> [Your goal] Return every entry below word for word, changing nothing.

> [Provided data]
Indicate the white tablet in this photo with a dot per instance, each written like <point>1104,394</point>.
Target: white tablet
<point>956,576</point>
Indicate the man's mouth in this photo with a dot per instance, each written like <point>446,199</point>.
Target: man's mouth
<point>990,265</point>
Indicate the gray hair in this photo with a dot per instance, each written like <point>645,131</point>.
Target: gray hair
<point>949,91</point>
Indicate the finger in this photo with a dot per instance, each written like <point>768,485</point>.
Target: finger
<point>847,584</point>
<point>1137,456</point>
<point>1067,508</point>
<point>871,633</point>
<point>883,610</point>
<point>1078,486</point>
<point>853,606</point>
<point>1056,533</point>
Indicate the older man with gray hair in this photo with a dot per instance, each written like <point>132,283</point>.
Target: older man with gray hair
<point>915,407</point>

> [Answer to the task]
Indicate the white tablet in this photo with a dot per instance, each written like <point>1104,394</point>.
Target: white tablet
<point>956,576</point>
Indicate the man's mouth in this photo with a dot per instance, each written like <point>446,199</point>.
Target: man's mouth
<point>990,265</point>
Indicate the gray hair in this photo with a dot per instance, each written like <point>645,131</point>.
Target: gray hair
<point>949,91</point>
Indicate the finger in this photo with a dot per instance, each written like <point>768,485</point>.
Target: finger
<point>847,584</point>
<point>1137,456</point>
<point>1067,508</point>
<point>871,633</point>
<point>883,610</point>
<point>1078,486</point>
<point>853,606</point>
<point>1056,533</point>
Indicate the older man with gray hair in this photo with a dot per instance, each written like <point>132,283</point>.
Target: older man with gray hair
<point>915,407</point>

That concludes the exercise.